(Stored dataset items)
-=-=-=-=-

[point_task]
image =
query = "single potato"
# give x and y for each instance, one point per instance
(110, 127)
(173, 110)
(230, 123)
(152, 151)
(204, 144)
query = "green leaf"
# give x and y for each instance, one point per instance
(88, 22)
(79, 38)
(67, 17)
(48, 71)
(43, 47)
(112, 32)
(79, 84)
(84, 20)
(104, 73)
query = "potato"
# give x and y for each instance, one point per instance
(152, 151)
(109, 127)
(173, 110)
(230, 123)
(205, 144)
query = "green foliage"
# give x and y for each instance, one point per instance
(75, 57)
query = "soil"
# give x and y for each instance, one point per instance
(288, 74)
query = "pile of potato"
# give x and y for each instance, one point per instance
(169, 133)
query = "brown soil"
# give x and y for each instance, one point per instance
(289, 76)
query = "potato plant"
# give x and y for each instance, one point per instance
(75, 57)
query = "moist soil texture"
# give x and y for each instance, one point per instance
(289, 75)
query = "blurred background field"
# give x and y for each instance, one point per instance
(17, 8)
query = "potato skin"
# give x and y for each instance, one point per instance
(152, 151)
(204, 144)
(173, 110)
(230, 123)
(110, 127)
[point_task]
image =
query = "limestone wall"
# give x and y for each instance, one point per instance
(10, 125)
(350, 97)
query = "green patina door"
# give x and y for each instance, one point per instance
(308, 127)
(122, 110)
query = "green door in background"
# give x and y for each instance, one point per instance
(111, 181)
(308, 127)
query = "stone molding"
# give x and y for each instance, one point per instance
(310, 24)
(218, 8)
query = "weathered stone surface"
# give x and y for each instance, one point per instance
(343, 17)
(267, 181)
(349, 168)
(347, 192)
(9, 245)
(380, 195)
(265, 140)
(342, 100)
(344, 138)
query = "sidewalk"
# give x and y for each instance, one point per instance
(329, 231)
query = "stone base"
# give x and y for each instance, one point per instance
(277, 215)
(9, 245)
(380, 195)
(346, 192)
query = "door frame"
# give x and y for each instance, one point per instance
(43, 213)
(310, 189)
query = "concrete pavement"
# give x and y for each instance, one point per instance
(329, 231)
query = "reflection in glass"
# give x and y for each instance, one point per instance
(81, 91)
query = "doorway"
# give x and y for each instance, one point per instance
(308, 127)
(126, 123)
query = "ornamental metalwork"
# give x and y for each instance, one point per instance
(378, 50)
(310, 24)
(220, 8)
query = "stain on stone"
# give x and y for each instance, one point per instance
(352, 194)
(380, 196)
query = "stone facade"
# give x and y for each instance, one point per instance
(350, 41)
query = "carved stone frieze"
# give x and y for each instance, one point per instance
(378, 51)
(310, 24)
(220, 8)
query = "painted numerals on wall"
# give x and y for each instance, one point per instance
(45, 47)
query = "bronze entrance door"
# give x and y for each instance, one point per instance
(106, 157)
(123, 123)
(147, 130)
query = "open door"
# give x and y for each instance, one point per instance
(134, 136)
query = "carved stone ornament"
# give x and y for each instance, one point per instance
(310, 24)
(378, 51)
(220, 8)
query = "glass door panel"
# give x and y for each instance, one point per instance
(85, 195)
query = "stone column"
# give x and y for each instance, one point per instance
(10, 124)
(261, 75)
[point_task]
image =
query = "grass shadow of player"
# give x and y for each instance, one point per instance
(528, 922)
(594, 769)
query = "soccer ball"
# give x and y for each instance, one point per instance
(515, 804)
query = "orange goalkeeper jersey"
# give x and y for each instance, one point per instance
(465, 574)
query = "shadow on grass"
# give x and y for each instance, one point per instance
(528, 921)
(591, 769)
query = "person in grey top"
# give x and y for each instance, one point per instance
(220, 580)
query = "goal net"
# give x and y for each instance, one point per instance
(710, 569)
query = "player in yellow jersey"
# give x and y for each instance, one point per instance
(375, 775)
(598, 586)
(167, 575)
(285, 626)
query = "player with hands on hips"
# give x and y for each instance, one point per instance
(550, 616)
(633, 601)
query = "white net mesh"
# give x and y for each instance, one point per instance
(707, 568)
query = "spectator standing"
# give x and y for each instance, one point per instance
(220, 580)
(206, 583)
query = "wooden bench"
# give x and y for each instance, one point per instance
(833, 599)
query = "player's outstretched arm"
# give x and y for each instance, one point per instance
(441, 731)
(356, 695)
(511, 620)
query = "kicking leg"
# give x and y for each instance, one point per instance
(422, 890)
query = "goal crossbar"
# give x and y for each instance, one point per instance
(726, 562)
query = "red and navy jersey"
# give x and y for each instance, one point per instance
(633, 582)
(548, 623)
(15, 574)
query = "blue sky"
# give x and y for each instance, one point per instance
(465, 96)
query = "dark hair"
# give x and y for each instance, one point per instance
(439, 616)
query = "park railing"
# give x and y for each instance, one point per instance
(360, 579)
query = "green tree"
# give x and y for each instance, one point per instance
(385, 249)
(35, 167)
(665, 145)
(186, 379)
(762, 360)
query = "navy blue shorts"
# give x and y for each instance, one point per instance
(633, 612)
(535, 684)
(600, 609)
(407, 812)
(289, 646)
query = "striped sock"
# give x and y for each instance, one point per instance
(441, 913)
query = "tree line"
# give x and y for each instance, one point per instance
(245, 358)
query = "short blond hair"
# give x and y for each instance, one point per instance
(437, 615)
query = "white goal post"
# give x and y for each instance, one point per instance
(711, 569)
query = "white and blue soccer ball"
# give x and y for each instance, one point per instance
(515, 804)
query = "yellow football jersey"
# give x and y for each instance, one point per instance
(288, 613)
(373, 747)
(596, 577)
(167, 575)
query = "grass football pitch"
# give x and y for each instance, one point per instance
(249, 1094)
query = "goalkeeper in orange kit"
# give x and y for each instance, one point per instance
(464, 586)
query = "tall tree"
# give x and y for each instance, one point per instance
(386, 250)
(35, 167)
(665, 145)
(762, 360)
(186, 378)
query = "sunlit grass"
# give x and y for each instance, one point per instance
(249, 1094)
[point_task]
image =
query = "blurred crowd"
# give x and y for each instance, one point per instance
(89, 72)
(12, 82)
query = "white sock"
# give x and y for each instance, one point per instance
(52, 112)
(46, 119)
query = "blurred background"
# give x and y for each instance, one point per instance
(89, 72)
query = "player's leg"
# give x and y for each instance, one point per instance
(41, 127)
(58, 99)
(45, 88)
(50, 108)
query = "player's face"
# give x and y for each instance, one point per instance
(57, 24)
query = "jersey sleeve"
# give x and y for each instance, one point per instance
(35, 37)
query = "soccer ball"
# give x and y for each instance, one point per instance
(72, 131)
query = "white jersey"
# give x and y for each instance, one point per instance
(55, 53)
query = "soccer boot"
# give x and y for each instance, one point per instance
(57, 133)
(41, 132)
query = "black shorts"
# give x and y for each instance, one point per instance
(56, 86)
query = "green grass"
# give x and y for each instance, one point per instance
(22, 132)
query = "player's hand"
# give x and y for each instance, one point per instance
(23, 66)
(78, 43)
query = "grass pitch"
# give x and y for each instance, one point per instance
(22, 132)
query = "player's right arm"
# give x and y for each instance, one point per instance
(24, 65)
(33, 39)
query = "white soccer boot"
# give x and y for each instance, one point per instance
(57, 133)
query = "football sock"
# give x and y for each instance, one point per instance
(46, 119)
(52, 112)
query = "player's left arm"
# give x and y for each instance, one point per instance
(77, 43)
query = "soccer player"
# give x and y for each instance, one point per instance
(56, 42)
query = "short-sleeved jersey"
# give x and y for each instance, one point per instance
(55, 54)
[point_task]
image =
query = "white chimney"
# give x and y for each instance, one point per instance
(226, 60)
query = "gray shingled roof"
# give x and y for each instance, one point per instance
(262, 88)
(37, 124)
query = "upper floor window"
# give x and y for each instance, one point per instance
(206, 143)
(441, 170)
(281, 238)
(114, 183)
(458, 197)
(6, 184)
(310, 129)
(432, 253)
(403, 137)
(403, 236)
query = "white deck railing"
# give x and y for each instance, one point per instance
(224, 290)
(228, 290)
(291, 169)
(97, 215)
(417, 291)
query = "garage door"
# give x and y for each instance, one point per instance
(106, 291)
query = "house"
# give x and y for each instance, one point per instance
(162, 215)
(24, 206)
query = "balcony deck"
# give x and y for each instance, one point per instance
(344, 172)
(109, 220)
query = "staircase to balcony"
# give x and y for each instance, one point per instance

-=-=-=-=-

### Challenge:
Count the lines in the rows above that contain the string "goalkeeper", treating case as significant. Give only the number.

### Exercise answer:
2